# Stated task A
In the excerpt on subspaces, what does part (b) find as the value of h(4)?
# Stated task B
Carry the excerpt on subspaces forward, starting right after its last sentence.

# Excerpted passage
======

Prove that the given subset $W$ is a subspace of $V$, or show why it is not a subspace of $V$.

(a) $V=C^{\infty}(\mathbb{R})$, $W$ is the set of functions $f \in V$ for which $\lim_{x \to \infty} f(x) =0.$

So, $V$ is the vector space of functions from $\mathbb{R}$ to $\mathbb{R}$ with infinitely many derivatives. My first question: are there functions that tend to zero as they approach infinity that also have infinitely many derivatives? If there is, let $h(x)=g(x)+f(x)$ where $g(x) \in W$, and we have

$$\lim_{x \to \infty} h(x) = \lim_{x \to \infty} \left ( g(x)+f(x) \right )= \lim_{x \to \infty} g(x) + \lim_{x \to \infty} f(x) = 0+0 = 0$$

so $g(x)+f(x)$ is in $W$. Now, let $c$ be any scalar, then

$$\lim_{x \to \infty} c \cdot f(x) = c \cdot \lim_{x \to \infty} f(x)= c \cdot 0=0$$

and we see that $c\cdot f(x)$ is in $W$.

(b) $V=C^{\infty}(\mathbb{R})$, $W$ is the set of functions $f \in V$ for which $f(4)=1.$

Let $h(x)=g(x)+f(x)$ where $g(x) \in W$, then we have

$$h(4)=g(4)+f(4)=1+1=2 \neq 1,$$

showing that $g(x) + f(x)$ is not in $W$ and as such $W$ is not a subspace of $V$.

======

# Rows
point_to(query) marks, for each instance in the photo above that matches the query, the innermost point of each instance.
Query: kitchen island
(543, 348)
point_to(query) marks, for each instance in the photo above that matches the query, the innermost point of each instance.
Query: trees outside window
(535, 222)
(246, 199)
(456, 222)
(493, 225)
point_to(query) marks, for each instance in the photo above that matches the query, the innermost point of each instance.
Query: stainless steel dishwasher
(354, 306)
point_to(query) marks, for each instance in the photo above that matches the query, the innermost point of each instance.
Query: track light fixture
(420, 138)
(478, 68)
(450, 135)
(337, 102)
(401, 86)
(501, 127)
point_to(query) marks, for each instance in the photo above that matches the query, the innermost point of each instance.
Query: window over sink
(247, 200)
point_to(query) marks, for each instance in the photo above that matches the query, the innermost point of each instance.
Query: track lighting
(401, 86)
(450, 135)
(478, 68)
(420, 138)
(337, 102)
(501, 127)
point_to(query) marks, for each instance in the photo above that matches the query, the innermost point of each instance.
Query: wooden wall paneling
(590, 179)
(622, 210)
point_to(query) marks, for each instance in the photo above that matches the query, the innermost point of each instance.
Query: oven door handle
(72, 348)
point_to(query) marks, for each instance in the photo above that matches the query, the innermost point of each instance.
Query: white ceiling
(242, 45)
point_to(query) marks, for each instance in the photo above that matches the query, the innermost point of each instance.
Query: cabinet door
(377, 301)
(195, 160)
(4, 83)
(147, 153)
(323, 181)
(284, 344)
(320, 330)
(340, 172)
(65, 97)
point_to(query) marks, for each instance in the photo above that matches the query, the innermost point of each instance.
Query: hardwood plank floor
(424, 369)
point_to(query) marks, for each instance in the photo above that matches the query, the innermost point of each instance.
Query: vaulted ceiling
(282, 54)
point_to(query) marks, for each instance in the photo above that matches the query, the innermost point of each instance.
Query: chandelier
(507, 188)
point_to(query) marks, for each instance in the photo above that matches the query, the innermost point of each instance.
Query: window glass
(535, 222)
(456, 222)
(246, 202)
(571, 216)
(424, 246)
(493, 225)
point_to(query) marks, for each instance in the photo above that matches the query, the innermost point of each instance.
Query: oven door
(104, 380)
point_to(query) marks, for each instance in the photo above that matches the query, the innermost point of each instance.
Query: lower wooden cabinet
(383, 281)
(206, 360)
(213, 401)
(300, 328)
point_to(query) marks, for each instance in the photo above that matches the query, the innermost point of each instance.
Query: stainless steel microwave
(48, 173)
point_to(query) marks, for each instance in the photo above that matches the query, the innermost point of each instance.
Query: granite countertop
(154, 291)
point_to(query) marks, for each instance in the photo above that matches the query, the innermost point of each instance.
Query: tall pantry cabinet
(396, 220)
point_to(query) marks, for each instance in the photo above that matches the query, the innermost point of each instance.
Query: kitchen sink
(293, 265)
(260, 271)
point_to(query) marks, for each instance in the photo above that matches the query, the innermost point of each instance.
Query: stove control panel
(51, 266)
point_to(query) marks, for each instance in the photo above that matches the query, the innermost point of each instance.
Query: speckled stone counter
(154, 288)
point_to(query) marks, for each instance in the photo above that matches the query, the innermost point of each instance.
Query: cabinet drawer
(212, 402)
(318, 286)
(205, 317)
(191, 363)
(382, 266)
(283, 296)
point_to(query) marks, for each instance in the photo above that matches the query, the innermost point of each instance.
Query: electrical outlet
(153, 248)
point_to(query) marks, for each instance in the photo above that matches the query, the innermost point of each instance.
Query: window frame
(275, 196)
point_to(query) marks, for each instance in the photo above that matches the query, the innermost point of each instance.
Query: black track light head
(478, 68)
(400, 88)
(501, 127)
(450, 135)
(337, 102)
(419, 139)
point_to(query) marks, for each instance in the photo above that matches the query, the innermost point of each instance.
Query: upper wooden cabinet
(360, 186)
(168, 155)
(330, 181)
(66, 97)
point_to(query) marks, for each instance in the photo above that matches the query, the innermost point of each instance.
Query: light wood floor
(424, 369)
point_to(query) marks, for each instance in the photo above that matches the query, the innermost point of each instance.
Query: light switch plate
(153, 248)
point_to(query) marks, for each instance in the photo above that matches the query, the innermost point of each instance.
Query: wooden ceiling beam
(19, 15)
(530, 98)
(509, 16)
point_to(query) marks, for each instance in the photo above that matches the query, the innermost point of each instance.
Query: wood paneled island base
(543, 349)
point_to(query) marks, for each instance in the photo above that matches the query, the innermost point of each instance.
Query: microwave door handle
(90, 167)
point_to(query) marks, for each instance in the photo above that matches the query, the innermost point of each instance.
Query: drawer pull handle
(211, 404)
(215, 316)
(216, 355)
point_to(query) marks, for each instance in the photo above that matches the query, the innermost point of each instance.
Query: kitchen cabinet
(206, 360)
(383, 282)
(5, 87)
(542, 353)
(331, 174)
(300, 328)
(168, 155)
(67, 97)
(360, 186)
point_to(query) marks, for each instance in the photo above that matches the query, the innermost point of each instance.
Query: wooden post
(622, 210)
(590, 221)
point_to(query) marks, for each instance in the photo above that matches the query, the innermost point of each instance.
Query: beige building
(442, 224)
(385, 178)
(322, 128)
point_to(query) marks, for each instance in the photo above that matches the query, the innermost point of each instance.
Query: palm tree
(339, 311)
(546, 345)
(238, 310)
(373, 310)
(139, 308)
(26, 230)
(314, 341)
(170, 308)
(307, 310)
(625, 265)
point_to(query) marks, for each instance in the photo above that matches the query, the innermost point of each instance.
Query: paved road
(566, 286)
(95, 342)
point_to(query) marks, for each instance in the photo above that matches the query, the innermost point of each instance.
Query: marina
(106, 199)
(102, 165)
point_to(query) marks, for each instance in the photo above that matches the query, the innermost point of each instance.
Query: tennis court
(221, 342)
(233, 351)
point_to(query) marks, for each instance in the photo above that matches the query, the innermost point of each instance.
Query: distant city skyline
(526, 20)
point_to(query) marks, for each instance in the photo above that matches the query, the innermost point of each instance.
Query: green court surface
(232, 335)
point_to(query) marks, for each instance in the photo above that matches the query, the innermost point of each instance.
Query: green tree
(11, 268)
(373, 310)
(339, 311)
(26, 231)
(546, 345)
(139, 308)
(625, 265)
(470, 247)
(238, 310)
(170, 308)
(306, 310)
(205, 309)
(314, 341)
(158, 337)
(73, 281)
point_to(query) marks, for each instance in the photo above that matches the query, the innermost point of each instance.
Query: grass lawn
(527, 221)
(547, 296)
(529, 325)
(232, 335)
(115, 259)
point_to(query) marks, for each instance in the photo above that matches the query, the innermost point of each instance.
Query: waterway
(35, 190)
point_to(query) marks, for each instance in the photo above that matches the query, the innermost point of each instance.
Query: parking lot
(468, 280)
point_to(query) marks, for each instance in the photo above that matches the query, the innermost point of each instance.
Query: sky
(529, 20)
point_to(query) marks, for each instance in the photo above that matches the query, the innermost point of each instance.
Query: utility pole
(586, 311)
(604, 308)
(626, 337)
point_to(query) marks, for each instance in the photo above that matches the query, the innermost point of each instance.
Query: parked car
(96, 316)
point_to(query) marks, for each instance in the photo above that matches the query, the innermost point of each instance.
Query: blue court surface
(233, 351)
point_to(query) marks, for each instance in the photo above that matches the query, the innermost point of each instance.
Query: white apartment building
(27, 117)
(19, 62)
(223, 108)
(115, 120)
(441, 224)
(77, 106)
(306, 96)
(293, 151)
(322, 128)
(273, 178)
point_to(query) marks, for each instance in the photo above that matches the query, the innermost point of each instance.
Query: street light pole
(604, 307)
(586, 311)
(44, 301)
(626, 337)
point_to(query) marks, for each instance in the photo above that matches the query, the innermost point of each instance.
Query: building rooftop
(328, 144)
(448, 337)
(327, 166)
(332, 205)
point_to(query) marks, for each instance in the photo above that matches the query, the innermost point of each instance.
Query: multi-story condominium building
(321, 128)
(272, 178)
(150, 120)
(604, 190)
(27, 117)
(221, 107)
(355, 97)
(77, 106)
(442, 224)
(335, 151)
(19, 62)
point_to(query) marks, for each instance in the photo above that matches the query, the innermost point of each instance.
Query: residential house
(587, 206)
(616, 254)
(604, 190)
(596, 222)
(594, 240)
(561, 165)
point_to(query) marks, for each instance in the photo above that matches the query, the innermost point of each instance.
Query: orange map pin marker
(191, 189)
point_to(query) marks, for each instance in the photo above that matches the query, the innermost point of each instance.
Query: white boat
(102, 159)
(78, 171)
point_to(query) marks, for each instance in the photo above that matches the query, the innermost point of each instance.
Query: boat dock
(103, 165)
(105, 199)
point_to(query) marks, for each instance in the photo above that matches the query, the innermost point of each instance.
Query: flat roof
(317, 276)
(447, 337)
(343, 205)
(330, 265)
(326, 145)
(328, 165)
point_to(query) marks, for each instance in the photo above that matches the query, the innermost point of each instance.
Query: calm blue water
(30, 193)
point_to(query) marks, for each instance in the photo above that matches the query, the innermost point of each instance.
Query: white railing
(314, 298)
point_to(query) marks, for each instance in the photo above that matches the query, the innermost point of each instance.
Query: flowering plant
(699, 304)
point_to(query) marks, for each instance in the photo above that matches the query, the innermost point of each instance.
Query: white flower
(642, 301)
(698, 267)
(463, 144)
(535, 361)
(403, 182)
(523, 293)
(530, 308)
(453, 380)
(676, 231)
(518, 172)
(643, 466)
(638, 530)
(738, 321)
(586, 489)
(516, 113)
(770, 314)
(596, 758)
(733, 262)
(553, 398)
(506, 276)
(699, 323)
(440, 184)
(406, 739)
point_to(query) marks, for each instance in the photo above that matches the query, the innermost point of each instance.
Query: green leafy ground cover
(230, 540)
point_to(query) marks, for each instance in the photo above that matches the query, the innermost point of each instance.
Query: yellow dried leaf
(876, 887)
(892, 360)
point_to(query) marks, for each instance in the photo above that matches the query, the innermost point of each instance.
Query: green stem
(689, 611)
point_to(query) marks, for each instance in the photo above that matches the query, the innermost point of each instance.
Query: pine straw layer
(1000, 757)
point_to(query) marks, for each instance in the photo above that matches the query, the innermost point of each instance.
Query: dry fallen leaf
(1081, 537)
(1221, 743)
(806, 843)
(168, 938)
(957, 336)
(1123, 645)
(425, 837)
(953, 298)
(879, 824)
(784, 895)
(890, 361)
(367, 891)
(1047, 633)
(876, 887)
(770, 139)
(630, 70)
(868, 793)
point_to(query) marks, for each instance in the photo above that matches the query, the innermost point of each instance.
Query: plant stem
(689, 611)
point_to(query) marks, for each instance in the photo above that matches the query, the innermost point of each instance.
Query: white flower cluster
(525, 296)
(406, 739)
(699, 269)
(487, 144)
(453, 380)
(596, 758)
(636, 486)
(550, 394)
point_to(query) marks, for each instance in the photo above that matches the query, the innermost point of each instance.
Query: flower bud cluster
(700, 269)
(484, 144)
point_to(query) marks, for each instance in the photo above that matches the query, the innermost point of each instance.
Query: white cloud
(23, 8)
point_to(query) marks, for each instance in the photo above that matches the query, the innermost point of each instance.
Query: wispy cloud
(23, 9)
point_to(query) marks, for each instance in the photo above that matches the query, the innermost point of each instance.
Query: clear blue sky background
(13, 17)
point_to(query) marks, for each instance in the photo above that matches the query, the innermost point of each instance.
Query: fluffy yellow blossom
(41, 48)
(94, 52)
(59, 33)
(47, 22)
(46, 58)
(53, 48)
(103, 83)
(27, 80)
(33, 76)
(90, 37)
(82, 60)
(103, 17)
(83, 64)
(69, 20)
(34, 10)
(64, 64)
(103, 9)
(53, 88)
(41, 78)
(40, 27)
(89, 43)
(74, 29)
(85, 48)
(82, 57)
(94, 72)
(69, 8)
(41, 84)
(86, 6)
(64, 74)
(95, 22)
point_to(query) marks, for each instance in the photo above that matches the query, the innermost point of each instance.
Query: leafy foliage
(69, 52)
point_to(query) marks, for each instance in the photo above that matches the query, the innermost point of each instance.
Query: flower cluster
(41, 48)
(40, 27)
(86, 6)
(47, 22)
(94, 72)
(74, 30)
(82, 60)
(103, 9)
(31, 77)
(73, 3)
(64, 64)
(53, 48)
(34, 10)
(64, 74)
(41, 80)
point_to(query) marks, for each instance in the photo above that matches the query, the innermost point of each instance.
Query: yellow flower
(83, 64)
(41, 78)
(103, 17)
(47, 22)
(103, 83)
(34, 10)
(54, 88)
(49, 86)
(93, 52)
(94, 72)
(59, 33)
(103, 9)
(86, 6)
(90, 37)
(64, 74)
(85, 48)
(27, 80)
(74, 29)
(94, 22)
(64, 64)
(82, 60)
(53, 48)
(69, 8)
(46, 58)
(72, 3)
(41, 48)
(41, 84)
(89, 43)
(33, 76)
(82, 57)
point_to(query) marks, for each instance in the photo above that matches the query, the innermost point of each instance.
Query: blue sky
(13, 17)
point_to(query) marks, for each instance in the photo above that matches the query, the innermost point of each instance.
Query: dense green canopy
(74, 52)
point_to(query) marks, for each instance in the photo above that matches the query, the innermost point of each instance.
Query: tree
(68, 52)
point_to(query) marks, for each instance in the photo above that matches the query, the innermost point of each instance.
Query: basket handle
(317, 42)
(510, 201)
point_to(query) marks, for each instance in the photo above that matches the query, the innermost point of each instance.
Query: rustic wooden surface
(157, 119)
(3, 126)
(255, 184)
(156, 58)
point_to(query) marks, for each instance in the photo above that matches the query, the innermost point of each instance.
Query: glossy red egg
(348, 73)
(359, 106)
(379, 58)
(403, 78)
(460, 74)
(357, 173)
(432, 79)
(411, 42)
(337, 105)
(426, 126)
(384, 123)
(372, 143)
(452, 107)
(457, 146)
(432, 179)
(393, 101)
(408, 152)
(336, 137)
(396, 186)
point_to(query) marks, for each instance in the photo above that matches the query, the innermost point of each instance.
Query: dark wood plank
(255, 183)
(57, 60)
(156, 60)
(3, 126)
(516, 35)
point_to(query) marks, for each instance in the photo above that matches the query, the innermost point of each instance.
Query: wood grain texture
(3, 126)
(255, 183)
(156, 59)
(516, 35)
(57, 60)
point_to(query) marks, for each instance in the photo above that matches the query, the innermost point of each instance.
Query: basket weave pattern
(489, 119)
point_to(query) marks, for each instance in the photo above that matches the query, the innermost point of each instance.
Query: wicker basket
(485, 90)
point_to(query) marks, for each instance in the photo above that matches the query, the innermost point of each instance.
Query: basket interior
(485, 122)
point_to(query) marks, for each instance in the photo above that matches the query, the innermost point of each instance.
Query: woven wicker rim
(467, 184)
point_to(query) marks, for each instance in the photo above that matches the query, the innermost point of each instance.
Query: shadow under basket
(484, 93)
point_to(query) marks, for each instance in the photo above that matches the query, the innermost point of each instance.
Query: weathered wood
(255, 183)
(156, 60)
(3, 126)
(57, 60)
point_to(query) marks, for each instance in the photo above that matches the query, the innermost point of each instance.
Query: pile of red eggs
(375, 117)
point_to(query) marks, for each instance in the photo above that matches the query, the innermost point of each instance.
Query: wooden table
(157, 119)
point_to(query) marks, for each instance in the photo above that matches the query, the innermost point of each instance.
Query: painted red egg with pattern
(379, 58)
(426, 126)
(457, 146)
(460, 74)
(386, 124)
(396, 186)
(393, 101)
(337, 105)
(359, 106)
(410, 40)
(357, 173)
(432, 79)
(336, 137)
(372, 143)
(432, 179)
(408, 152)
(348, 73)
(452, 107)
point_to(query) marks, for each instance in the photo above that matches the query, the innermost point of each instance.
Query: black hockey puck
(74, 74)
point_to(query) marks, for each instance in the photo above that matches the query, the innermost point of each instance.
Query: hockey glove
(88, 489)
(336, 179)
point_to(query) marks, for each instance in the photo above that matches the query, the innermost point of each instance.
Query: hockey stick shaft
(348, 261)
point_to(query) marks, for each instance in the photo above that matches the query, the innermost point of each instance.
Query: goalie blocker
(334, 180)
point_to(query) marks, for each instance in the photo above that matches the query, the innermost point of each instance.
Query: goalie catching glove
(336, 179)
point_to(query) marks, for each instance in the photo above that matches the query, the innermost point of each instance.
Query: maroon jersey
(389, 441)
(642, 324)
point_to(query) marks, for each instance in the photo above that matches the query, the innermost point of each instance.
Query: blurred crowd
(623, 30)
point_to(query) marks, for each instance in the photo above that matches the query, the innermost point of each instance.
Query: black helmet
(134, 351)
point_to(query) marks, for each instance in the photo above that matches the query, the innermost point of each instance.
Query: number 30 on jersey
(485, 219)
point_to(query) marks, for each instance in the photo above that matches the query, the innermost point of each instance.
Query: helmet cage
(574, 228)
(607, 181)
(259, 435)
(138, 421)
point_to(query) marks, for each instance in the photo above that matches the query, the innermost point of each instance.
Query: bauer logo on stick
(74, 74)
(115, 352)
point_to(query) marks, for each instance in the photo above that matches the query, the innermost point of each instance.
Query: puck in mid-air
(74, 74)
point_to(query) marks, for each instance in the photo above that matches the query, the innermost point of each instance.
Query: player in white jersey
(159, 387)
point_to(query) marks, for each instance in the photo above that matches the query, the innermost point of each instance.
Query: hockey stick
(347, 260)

======

# Task output A
h(4) = g(4) + f(4) = 1 + 1 = 2, which is not 1.

# Task output B
(c) $V=M_{2 \times 2} (\mathbb{R})$, $W$ is the set of matrices whose square is the zero matrix (i.e, those matrices $A$ and $A^2$ the zero matrix.

$M_{2 \times 2} (\mathbb{R})$ is the set of matrices where addition is addition of matrices and scalar multiplication is multiplying all entries by that number. Let $B$ be a $2 \times 2$ matrix in $W$.

$$(A+B)^2 = (A+B)(A+B)=A(A+B)+B(A+B)=A^2 +AB+BA+ B^2=AB+BA$$

Is this sufficient to show that $(A+B)$ is not in $W$? If not, I suppose I would find what the entries of $A$ and $B$ would have to be in order to have $A^2= \mathbf{0}$ and $B^2= \mathbf{0}$, and then show that $AB+BA \neq \mathbf{0}$.

(d) $V= \mathbb{R}^{\infty}$, $W$ is the subset of vectors $(x_1, x_2, x_3,...)$ for which $x_3 = x_2 + x_1$, $x_4 = x_3 + x_2$, $x_5 = x_4 + x_3$,..., and in general $x_{n+2}=x_{n+1}+x_n$ for all $n \geq 1$.

Let $z_{n+2}=x_{n+2} + y_{n+2}$ where $(y_1,y_2,y_3,...) \in W$. Then we have

$$z_{n+2}=x_{n+2} + y_{n+2} = x_{n+1} + x_{n} + y_{n+1} + y_{n} = x_{n+1} + y_{n+1} + x_{n} + y_{n} = z_{n+1} + z_{n}$$

and $(x_{n+2} + y_{n+2}) \in W$. Now, let $c$ be any scalar.

$$c \cdot x_{n+2} = c \cdot (x_{n+1}+x_{n}) = c \cdot x_{n+1} c \cdot x_{n}$$

divide each side by $c$, which yields $x_{n+2}=x_{n+1} + x_{n}$. Multiplying by a scalar has no effect. $W$ is a subspace.

Thanks for any input.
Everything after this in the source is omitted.